_Work order:_ An exact copy of every entry is required, minus the pictures.

Referring expression pointing data
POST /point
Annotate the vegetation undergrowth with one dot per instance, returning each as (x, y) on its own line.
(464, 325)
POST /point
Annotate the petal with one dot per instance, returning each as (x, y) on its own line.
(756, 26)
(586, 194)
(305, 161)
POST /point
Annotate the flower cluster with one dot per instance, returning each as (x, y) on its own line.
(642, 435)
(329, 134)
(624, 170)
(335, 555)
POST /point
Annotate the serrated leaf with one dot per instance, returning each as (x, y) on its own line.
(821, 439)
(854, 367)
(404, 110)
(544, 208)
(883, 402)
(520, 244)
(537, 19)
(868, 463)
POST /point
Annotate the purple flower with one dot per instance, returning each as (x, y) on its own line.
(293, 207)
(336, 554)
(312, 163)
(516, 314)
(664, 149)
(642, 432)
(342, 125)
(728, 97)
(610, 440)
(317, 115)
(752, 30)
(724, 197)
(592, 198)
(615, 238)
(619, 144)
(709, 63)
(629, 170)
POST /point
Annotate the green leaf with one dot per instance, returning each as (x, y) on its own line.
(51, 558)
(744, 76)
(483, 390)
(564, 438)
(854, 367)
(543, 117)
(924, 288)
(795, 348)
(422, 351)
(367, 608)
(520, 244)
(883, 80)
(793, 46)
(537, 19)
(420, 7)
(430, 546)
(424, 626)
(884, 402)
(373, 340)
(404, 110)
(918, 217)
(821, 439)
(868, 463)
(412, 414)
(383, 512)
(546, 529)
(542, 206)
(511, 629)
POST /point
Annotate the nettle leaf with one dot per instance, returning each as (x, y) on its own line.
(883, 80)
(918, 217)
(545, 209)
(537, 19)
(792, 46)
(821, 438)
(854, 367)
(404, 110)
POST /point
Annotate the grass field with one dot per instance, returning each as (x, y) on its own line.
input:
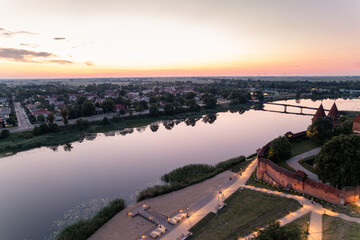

_Task solution:_
POST /point
Annotate the vegetation undergrowth with one dot per instance, returning each as (x, y) on its own line.
(464, 325)
POST /point
Annotate the petal with one dot per instance, returning each as (x, y) on its own line.
(756, 26)
(586, 194)
(305, 161)
POST /point
Annotate the flower cluster with one dot per instance, returning each as (x, y) on its own line.
(642, 435)
(329, 134)
(624, 170)
(335, 555)
POST /point
Annotate the serrated leaf with one dot per instance, returning each as (x, y) on its own line.
(821, 439)
(854, 367)
(404, 110)
(544, 208)
(883, 402)
(520, 244)
(537, 19)
(868, 463)
POST /point
Annotate the purple flower with one dot per instance, returning each as (x, y) on its own line.
(293, 207)
(336, 554)
(312, 163)
(516, 314)
(664, 149)
(642, 432)
(342, 125)
(728, 97)
(610, 440)
(317, 115)
(752, 30)
(724, 197)
(592, 198)
(615, 238)
(619, 144)
(709, 63)
(629, 170)
POST /point
Annotate the green leaf with one dot per instance, returning each as (x, y) on its own line.
(51, 558)
(744, 76)
(483, 390)
(564, 438)
(854, 367)
(543, 117)
(924, 288)
(795, 348)
(422, 351)
(367, 608)
(520, 244)
(883, 80)
(793, 46)
(537, 19)
(420, 7)
(430, 546)
(424, 626)
(884, 402)
(373, 340)
(404, 110)
(918, 217)
(821, 439)
(868, 463)
(412, 414)
(383, 512)
(546, 529)
(542, 206)
(511, 629)
POST /point
Annotate the nettle leaf with one dot per instance, returning each as (x, y) on its own line.
(883, 80)
(918, 217)
(545, 209)
(537, 19)
(792, 46)
(821, 438)
(854, 367)
(404, 110)
POST /point
Annotate the grass field with one dot per instance, returning each as (x, y) on its own line.
input:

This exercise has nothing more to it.